- _Exercise aim_: Turn the stretch below, from the line containing "Target: bus rear light" through the end of the rows, into a Markdown table with the columns Num and Line. Give each line its own number and leave out blank lines.

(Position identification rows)
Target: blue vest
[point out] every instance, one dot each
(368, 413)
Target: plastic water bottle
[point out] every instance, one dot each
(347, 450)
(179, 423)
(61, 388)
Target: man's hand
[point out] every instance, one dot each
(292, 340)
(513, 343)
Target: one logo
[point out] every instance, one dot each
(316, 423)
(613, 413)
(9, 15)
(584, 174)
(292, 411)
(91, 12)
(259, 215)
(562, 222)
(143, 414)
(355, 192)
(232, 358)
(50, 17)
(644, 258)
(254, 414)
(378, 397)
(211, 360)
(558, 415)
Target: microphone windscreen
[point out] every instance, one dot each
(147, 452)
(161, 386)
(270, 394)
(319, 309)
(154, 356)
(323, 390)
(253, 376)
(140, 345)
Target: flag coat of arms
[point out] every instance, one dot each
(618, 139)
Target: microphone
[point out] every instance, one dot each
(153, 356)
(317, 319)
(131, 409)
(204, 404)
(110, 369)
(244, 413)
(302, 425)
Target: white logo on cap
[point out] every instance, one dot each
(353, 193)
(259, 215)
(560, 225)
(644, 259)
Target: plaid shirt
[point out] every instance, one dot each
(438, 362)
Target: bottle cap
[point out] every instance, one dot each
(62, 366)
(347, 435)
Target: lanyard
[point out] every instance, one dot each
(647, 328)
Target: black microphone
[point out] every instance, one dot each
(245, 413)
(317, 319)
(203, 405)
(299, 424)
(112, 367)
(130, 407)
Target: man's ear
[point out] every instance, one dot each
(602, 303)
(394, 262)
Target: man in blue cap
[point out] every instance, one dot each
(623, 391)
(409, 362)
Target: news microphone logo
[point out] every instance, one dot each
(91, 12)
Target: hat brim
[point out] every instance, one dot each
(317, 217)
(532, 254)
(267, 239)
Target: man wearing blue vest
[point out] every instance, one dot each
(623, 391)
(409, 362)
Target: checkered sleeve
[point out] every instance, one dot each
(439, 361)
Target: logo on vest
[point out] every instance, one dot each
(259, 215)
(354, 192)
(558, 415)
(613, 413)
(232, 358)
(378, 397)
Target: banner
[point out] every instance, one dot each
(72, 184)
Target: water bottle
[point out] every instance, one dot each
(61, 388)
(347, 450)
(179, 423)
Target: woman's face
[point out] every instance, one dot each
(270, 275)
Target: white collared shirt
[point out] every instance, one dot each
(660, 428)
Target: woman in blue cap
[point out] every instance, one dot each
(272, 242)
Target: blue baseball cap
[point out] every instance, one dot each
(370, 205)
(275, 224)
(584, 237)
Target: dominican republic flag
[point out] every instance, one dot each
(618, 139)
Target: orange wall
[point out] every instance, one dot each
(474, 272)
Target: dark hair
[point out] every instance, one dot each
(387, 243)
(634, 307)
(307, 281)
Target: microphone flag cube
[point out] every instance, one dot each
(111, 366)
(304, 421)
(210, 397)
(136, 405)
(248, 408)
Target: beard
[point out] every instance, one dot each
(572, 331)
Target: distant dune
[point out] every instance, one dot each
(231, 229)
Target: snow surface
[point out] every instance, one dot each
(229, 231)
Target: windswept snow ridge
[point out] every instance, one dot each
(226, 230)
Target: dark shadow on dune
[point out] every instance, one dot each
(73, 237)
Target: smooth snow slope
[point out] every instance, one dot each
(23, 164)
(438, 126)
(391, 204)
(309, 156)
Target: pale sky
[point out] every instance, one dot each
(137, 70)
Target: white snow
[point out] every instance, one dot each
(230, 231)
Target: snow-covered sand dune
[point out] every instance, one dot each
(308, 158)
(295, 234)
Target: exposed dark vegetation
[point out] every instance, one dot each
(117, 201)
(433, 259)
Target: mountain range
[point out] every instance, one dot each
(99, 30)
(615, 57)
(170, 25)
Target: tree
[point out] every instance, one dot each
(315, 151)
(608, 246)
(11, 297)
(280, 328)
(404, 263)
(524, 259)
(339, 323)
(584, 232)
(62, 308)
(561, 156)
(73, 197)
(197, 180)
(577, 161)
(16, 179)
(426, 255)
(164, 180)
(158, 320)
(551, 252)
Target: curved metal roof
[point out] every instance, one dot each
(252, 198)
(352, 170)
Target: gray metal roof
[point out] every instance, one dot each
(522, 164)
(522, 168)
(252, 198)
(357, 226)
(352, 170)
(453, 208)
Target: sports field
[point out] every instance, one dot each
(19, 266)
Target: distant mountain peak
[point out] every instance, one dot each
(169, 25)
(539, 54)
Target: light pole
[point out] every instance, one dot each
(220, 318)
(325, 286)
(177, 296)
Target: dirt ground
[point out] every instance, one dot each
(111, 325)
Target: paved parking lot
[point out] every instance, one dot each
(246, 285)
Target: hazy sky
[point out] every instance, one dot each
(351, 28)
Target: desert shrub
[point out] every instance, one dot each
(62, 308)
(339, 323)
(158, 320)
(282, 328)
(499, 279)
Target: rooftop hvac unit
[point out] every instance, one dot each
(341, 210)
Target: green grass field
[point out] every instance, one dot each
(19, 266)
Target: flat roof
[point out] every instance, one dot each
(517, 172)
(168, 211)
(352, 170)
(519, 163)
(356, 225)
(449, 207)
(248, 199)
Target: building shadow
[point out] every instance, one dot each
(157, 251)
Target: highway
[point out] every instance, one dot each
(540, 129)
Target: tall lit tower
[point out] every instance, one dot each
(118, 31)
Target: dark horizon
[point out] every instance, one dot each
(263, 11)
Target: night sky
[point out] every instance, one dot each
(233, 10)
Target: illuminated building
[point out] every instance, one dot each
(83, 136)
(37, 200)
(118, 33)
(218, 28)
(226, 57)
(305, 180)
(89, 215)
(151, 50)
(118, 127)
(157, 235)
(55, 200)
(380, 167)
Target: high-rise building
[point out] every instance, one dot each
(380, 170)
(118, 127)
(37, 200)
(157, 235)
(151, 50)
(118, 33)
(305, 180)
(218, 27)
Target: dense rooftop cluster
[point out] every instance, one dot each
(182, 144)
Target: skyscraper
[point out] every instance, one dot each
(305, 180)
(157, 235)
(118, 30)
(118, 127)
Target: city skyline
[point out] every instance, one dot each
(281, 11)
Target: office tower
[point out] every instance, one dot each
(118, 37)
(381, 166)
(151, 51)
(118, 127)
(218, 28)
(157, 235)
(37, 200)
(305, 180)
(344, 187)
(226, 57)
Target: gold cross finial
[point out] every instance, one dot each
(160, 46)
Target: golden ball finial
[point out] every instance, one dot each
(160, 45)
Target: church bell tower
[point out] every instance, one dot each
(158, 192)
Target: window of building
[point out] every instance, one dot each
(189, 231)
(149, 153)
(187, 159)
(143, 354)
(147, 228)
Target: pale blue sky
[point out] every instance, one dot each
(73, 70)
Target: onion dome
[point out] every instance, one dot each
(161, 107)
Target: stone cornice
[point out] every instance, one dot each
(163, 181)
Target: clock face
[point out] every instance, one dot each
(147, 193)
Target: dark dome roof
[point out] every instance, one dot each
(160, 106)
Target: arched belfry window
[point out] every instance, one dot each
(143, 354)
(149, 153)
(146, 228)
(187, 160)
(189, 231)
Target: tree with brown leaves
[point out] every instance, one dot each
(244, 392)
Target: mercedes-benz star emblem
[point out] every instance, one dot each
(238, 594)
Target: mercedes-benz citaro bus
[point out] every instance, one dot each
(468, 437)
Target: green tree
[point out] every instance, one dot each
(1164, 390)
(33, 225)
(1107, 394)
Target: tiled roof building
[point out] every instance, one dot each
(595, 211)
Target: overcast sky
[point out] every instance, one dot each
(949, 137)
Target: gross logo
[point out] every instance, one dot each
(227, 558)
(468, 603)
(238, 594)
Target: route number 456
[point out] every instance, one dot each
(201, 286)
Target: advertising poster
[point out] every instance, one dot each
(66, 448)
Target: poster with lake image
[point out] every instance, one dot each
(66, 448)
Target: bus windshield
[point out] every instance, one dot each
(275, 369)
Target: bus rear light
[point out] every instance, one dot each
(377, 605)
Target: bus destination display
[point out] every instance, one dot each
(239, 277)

- _Solution to this task_:
| Num | Line |
|---|---|
| 1 | Target: bus rear light |
| 2 | [point out] every instance, one dot each |
| 3 | (377, 605) |
| 4 | Target: bus destination display |
| 5 | [point out] every instance, one dot each |
| 6 | (239, 277) |